TAREFA SOLICITADA
Reproduza fielmente as linhas situadas entre aquela que contém "Pick out one point on every instance of the menu" e aquela que contém "[(353, 250)]", ambas inclusive. Não inclua as imagens na resposta.

MATERIAL
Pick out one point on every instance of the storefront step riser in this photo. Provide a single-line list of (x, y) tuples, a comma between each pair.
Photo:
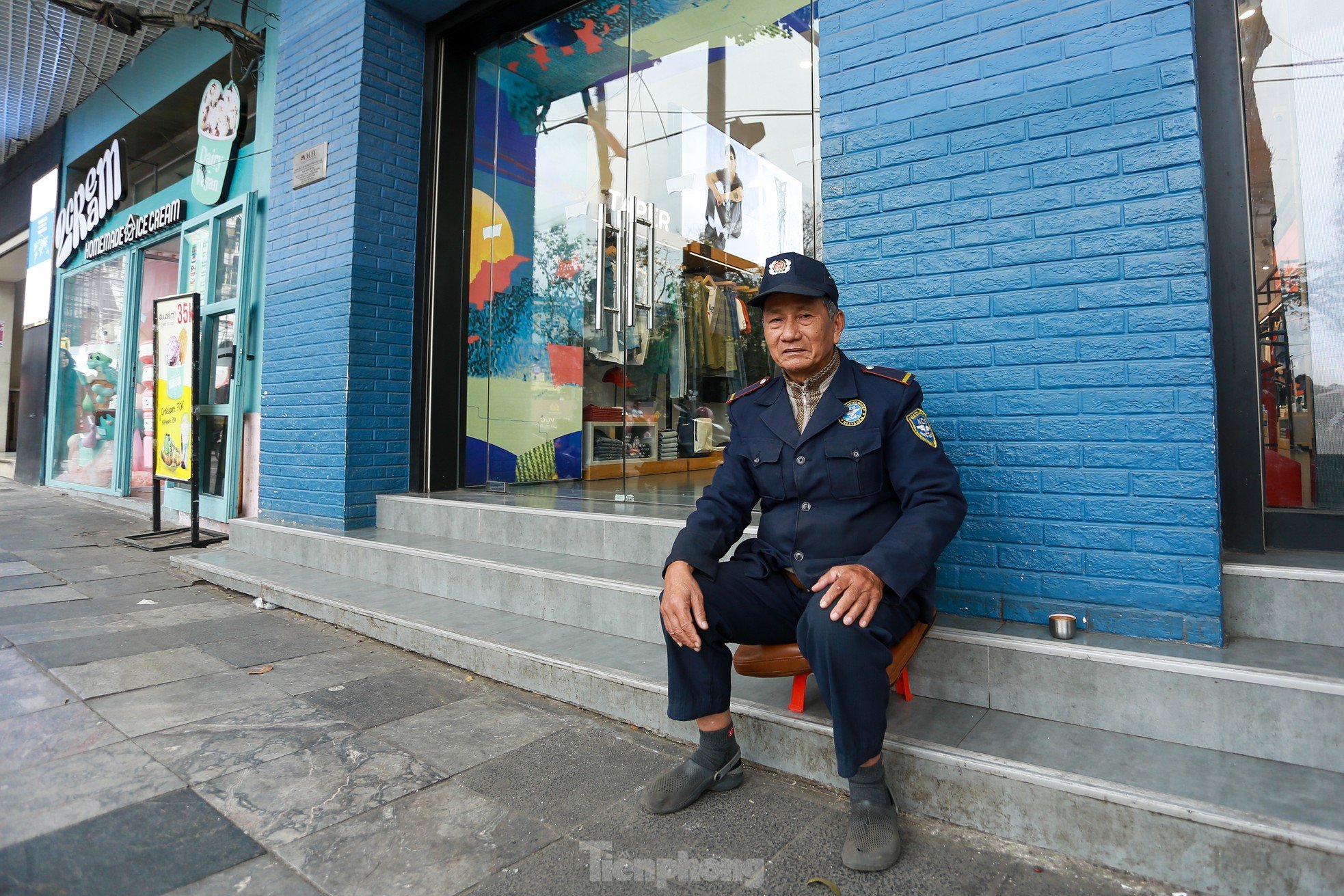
[(591, 535), (631, 612), (1166, 837), (1269, 716), (1278, 716), (1285, 609)]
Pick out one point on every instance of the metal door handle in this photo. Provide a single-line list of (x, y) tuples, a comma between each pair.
[(601, 267), (654, 217), (631, 261)]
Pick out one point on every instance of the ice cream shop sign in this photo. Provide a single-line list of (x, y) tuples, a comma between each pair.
[(94, 199), (90, 203)]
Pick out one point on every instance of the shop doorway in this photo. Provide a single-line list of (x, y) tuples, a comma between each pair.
[(1291, 57), (632, 168)]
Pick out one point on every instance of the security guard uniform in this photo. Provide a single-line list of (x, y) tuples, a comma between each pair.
[(866, 483)]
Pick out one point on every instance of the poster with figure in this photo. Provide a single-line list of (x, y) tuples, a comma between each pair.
[(175, 363), (734, 199)]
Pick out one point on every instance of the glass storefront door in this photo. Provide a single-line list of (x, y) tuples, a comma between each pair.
[(633, 167), (1293, 74)]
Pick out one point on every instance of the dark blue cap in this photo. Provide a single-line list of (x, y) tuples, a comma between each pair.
[(797, 275)]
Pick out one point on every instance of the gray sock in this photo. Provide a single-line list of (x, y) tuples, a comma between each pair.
[(870, 783), (715, 748)]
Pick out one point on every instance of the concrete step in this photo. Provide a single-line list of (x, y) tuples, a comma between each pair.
[(1265, 699), (624, 532), (1211, 819), (1285, 595)]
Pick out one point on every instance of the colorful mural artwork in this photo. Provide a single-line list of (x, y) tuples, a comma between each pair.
[(552, 164)]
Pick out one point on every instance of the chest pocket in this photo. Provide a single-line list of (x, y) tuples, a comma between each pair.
[(766, 467), (854, 463)]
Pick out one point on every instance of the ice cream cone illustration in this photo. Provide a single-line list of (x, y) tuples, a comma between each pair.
[(217, 129)]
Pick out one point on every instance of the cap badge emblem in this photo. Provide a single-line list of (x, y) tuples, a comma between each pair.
[(921, 428)]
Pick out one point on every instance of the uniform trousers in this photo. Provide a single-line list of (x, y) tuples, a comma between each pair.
[(747, 605)]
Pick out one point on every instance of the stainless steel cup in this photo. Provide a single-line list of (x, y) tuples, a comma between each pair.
[(1064, 625)]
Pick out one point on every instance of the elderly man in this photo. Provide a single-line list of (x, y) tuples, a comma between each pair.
[(858, 500)]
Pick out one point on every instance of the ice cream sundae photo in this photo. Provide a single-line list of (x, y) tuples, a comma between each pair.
[(219, 112)]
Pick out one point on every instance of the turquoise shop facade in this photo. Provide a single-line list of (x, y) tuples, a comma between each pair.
[(101, 320)]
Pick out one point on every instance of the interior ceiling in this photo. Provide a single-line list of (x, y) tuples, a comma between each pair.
[(51, 59)]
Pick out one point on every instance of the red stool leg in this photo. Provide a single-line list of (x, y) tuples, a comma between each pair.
[(904, 684), (800, 687)]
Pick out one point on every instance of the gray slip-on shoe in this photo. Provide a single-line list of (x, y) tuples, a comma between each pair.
[(874, 841), (682, 785)]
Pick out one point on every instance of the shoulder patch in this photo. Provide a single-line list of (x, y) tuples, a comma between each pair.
[(748, 390), (889, 374)]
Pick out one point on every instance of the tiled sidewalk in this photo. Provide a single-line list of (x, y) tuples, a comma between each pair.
[(140, 755)]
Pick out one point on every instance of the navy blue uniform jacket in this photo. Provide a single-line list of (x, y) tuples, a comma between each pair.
[(866, 483)]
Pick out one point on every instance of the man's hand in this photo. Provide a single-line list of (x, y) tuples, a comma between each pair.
[(855, 591), (682, 598)]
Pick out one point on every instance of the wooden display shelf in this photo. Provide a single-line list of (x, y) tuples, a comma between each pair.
[(640, 467)]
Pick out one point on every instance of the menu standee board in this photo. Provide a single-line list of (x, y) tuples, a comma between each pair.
[(176, 421)]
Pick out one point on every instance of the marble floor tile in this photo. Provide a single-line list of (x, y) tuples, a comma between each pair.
[(338, 666), (73, 627), (27, 581), (257, 649), (53, 734), (16, 567), (137, 670), (43, 798), (440, 841), (31, 692), (113, 570), (292, 797), (161, 617), (221, 744), (538, 778), (175, 703), (164, 598), (132, 584), (143, 850), (263, 876), (70, 609), (468, 733), (54, 593), (228, 629), (381, 699), (70, 652)]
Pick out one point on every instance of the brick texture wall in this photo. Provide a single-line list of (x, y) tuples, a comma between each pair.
[(1014, 211), (340, 264)]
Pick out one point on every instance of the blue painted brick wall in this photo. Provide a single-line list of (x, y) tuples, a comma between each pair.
[(340, 264), (1014, 210)]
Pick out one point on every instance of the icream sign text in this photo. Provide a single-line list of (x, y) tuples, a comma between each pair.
[(90, 204)]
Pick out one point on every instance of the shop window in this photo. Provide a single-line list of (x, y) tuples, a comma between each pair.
[(1293, 78), (88, 385)]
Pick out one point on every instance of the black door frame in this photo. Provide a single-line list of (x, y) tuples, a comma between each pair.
[(438, 381), (1248, 524)]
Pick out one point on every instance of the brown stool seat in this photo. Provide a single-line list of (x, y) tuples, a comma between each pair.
[(785, 660)]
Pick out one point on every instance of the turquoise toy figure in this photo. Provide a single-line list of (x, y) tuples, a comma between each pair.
[(101, 390)]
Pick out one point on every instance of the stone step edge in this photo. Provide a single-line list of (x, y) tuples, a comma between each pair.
[(1211, 815), (1296, 574), (510, 508), (1112, 656)]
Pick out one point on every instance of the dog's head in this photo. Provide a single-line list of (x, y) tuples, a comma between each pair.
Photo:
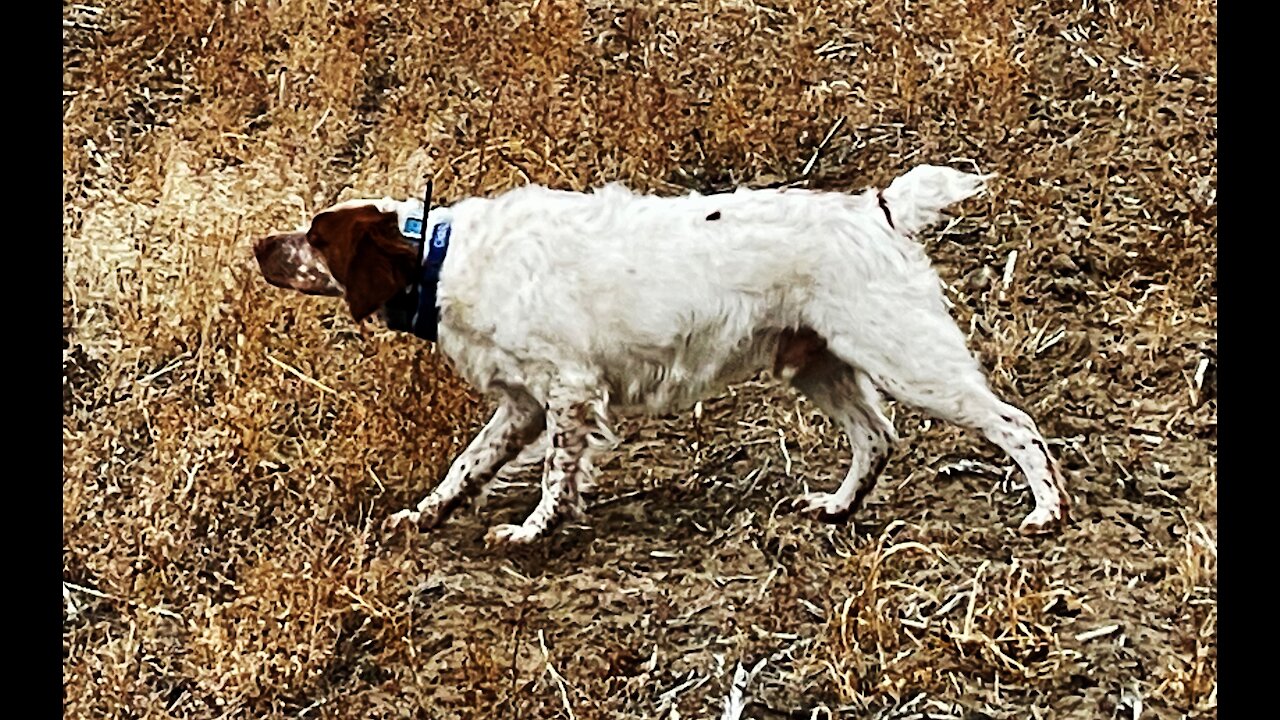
[(353, 250)]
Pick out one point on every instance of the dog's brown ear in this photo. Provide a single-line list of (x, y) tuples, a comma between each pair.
[(366, 254)]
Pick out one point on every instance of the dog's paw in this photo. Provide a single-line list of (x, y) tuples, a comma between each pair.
[(1041, 520), (824, 506), (407, 518), (510, 534)]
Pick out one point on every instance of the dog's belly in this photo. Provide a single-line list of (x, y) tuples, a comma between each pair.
[(676, 377)]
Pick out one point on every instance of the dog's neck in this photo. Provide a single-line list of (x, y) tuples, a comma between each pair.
[(416, 308)]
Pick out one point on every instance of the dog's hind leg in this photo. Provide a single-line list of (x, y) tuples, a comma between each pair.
[(515, 424), (848, 397), (920, 359)]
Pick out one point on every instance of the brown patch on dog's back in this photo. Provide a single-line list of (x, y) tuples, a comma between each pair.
[(796, 349)]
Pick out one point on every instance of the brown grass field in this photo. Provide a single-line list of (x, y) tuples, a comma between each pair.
[(231, 450)]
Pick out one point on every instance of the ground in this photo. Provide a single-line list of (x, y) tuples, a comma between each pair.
[(231, 450)]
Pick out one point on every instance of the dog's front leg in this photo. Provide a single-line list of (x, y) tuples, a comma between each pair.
[(513, 425), (570, 424)]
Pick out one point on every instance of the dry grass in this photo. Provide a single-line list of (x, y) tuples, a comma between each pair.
[(231, 450)]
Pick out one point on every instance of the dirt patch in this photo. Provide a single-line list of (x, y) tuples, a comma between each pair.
[(222, 554)]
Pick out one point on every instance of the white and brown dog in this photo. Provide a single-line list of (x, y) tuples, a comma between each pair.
[(568, 308)]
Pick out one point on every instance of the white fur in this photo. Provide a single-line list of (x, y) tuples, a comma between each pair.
[(588, 304)]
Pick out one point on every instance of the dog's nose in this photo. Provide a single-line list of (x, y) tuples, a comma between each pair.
[(265, 246)]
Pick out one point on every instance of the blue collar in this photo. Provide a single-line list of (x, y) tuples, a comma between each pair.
[(416, 308)]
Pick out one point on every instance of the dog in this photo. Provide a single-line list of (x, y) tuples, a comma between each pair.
[(571, 308)]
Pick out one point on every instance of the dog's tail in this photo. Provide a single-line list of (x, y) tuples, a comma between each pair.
[(915, 199)]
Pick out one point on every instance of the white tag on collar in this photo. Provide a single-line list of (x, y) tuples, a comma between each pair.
[(410, 217)]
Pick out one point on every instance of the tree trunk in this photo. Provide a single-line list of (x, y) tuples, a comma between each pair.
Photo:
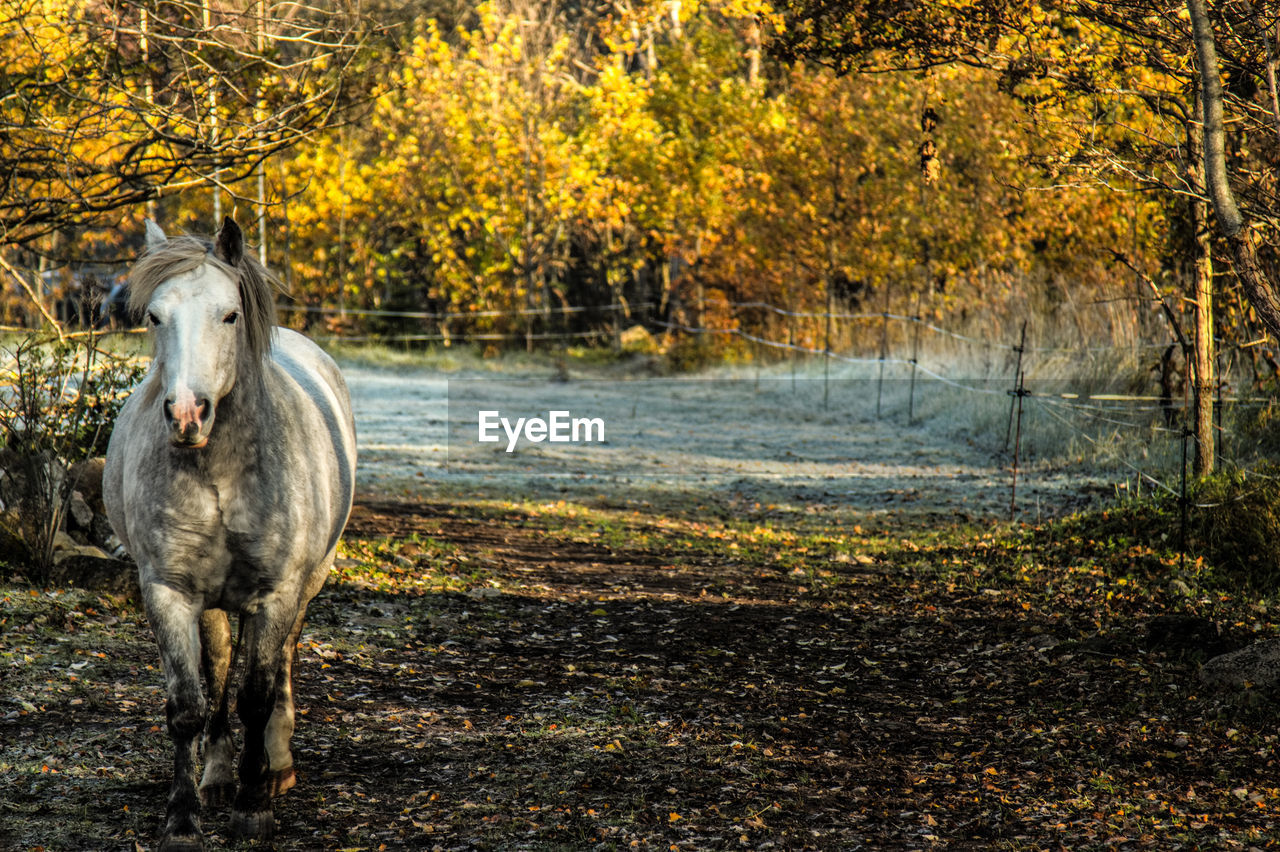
[(1255, 284), (1202, 296)]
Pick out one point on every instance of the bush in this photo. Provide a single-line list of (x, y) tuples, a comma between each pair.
[(1235, 522), (58, 402)]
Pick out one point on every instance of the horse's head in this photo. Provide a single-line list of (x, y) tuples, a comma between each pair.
[(193, 298)]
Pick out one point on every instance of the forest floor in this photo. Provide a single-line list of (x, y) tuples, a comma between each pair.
[(525, 662)]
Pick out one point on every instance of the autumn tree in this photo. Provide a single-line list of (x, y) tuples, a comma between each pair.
[(105, 106)]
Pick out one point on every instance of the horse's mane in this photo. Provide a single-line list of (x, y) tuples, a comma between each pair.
[(184, 255)]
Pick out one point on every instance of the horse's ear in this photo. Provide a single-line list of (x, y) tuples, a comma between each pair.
[(231, 242), (155, 237)]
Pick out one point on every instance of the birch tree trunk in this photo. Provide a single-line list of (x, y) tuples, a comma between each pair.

RESOLUÇÃO
Pick out one point on every instance of the menu standee board in this photo. Provide a single-line list of (x, y) tuples, a comma between each pair.
[(176, 421)]
Pick out one point on every instance of the marble floor tile in this photo. Provide a single-line list of (x, y) tuples, a comma between each pair.
[(338, 666), (73, 627), (27, 581), (257, 649), (53, 734), (16, 567), (137, 670), (43, 798), (440, 841), (31, 692), (113, 570), (292, 797), (161, 617), (221, 744), (538, 778), (175, 703), (164, 598), (132, 584), (143, 850), (263, 876), (70, 609), (468, 733), (54, 593), (228, 629), (381, 699), (70, 652)]
Pick out one point on every instance of the brick texture wall in this photo. Provide a single-line list of (x, y) tuples, a comma between each pair.
[(1014, 211), (340, 264)]
Pick out one point on every instance of the blue painted brick wall in this photo. Provide a single-line list of (x, y) tuples, a comma between each pair.
[(340, 264), (1014, 210)]
Pick out one point on every instance of the icream sign text in this photo. Provide a single-line list of (x, y) tuples, a comma between each pair.
[(90, 204)]
Pick out one point on every instance of the shop window in this photo. Provide a single-line list of (x, y) tuples, a comma between each pair.
[(1293, 78), (88, 385)]
Pick out one point on every instance of the black door frame in this photo. Provide a single-line list of (x, y) tuples, a comma between each pair.
[(438, 381), (1248, 524)]
Pick out one point on every instance of the brown stool seat in this photo. Provide a single-line list of (x, y) tuples, a comma between each pair.
[(785, 660)]
Pick out one point on every instance of the turquoise toy figure in this photo. Provide a single-line list of (x, y) tuples, a comma between each pair.
[(101, 390)]
Pick out one point on every instance of the stone step edge in this photo. Provide a single-line list of (x, y) tuples, a comma between each pair.
[(1211, 815), (1296, 574), (510, 508), (1112, 656)]
Pick out one point on every instance of the dog's head in this photo. Provide a single-line list of (x, y) tuples, a comma between each pair.
Photo:
[(353, 250)]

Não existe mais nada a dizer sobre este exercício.